* _GIVEN PROBLEM_
Extract all of the records below, reproducing every line unchanged.
>> START RECORDS TO PROCESS
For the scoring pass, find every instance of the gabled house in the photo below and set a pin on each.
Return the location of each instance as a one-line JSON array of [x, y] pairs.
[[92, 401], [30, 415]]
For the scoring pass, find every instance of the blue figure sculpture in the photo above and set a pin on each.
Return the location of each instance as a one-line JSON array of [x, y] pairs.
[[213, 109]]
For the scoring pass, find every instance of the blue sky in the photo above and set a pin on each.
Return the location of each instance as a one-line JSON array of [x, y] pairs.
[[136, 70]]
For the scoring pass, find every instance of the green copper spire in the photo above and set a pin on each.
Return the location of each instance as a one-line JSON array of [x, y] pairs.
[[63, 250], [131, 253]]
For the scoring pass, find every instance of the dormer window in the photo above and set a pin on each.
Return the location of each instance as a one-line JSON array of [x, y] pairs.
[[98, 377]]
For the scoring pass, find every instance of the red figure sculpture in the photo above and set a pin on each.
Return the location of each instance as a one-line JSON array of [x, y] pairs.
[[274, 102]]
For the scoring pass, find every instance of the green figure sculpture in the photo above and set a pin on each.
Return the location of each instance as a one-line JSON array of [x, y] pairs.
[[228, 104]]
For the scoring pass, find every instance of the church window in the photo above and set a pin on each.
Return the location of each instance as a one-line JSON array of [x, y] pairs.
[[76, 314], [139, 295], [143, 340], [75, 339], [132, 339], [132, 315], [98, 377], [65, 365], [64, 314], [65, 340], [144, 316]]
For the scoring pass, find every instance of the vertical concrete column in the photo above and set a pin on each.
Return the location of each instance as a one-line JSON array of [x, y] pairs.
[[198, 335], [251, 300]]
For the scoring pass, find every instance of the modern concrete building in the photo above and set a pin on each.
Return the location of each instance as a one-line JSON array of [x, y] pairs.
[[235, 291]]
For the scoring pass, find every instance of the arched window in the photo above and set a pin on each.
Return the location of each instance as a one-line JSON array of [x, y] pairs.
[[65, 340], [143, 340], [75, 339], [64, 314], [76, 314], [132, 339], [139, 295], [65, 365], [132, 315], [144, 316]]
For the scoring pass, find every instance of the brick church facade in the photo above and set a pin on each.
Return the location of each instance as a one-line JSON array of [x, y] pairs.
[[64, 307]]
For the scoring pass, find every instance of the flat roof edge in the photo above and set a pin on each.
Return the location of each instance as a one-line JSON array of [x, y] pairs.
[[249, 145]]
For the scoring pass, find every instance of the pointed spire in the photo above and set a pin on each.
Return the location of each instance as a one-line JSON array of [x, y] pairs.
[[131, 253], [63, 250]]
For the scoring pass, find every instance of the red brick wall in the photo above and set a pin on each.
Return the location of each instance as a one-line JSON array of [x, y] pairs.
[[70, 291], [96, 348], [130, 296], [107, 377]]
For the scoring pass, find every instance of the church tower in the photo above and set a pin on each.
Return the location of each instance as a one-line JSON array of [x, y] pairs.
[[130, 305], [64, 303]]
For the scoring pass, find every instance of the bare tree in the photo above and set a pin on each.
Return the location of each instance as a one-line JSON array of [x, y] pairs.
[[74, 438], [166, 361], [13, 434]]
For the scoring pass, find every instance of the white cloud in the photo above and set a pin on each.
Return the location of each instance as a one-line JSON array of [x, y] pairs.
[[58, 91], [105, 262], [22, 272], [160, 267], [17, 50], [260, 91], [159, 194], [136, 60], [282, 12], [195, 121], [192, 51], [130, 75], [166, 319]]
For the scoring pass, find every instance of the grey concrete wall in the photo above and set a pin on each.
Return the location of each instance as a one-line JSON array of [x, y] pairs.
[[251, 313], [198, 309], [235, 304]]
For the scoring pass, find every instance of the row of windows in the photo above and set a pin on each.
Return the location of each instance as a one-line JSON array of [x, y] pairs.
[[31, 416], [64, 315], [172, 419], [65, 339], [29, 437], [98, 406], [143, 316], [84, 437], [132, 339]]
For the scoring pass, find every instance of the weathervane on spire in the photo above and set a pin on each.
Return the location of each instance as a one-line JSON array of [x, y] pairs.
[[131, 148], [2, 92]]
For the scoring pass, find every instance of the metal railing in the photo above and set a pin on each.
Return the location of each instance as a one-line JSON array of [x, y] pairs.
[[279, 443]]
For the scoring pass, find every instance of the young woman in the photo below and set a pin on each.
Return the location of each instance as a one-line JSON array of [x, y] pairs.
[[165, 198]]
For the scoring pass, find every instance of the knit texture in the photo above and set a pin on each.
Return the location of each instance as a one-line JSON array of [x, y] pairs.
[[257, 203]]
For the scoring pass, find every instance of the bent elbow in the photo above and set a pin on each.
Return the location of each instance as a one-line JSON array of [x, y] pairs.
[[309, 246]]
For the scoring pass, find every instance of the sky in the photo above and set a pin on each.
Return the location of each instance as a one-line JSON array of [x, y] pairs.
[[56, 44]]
>> END RECORDS TO PROCESS
* _EXPECTED ANSWER_
For the scoring pass, find every instance of the gabled house in the photo below and set a pin on each.
Return the location of each instance as a one-line JSON array of [x, y] pairs.
[[92, 401], [30, 415]]
For the scoring pass, find every instance of the blue figure sculpture in the photo above and set a pin on each.
Return the location of each instance as a one-line JSON array of [x, y] pairs.
[[213, 109]]
For the scoring pass, find every instance of the blue sky in the photo above and set a pin on each.
Return the location of each instance as a one-line JSON array of [x, y] pairs.
[[136, 70]]
For the scoring pass, find every instance of the green copper spire in the photo above and set a pin on each.
Return the location of each instance as a one-line JSON array of [x, y] pairs.
[[63, 250], [131, 253]]
For the scoring pass, find every instance of the dormer window in the photo above and set a pin on each.
Return the location of each instance as a one-line JSON array of [x, y] pairs.
[[98, 377]]
For the scoring pass, find every instance of the red figure sculpture in the photo above and set a pin on each.
Return the location of each instance as a one-line JSON array of [x, y] pairs.
[[274, 102]]
For the scoring pass, find every instance of the green figure sculpture in the photo above and set a pin on each.
Return the location of each instance as a one-line JSON array of [x, y] pairs.
[[228, 104]]
For the scoring pass, find every instance of the church window in the photo above and set a pin on each.
Return the location of each instance as a one-line JSON array of [x, y] pairs.
[[76, 314], [139, 295], [143, 340], [75, 339], [132, 339], [132, 315], [98, 377], [65, 365], [64, 314], [65, 340], [144, 316]]
For the scoring pass, find every instance of the vertical concrete column in the photo above and set a pin on each.
Return the location of each instance as a one-line JSON array of [x, y] pairs.
[[198, 335], [251, 300]]
For the scoring pass, find every instance of the modern concrete building in the photo above and set a pin on each.
Return the location of each instance as a one-line JSON array of [x, y] pairs.
[[235, 291]]
For the scoring pass, find every instance of the arched window in the photo above and set a pin on each.
Return the location of each instance as a one-line JSON array of [x, y] pairs.
[[65, 340], [143, 340], [75, 339], [64, 314], [76, 314], [132, 339], [139, 295], [65, 365], [132, 315], [144, 316]]
For the scoring pass, find every instance of the brick church facade in the photo above and set a pin on each.
Return the location of each instance as a one-line JSON array of [x, y] pairs.
[[64, 307]]
For the scoring pass, find every instance of the flat roof edge in the photo above and set a pin on each.
Return the location of each instance as a one-line JSON array of [x, y] pairs.
[[249, 145]]
For the scoring pass, find every instance of the pointed spire in the photo above and set a pin on each.
Return the location of each instance as a one-line JSON array of [x, y] pairs.
[[131, 253], [63, 250]]
For the scoring pass, find every instance of the red brick wall in the photo above and set a pin on each.
Return the location of each instance as a one-line JSON array of [x, y] pairs.
[[70, 291], [96, 348], [130, 296], [107, 377]]
For the scoring pass, find every instance of the church tower in the photo above and set a pin on each.
Return the location of each instance as a one-line JSON array of [x, y] pairs.
[[130, 305], [64, 303]]
For the scoring pass, find every instance of the bare tree in the photo above and set a pin on each.
Return the location of each instance as a one-line JSON array of [x, y] pairs.
[[74, 438], [166, 361], [13, 434]]
For the scoring pass, find every instance of the white cloud in the photo above and set a pin on each.
Return the location of each instance as a one-line JSON array of [x, y] pairs.
[[58, 91], [105, 262], [22, 272], [160, 267], [17, 50], [260, 91], [159, 194], [136, 60], [282, 12], [195, 121], [192, 51], [130, 75], [166, 319]]
For the scoring pass, find every instance of the grey concrete wall in the photo above and set a pin on each.
Return the location of each instance as a one-line JSON array of [x, y] pairs.
[[251, 313], [198, 309], [235, 304]]
For the scoring pass, find every instance of the row of windows in the photo above and set a pin on each.
Return the location of each instance as a one-line JSON array of [x, y] pairs.
[[31, 416], [64, 315], [172, 419], [65, 339], [29, 437], [98, 406], [143, 316], [84, 437], [132, 339]]
For the scoring pass, find every instance of the weathervane on spire in the photo above and set a pin on each.
Return the location of each instance as a one-line JSON array of [x, y] pairs.
[[131, 148], [2, 92]]
For the scoring pass, find every instance of the metal railing in the photo above and set a pin on each.
Return the location of each instance as a one-line JSON array of [x, y] pairs.
[[279, 443]]
For the scoring pass, find every instance of the young woman in the photo below and set a pin on each.
Return the location of each instance as a one-line JSON array of [x, y] pairs.
[[165, 198]]
For the scoring pass, find every instance of the knit texture in the photo above and set a pin on each.
Return the location of each instance as a one-line JSON array of [x, y] pairs.
[[257, 203]]
For the scoring pass, find every instance of the bent elbow in the photo above and set a pin on each.
Return the location of each instance as a one-line JSON array of [x, y] pairs.
[[309, 246]]
For the scoring pass, find every instance of the sky in the photo above and set a pin on each.
Return the location of each instance as a one-line JSON array of [x, y] pairs.
[[56, 44]]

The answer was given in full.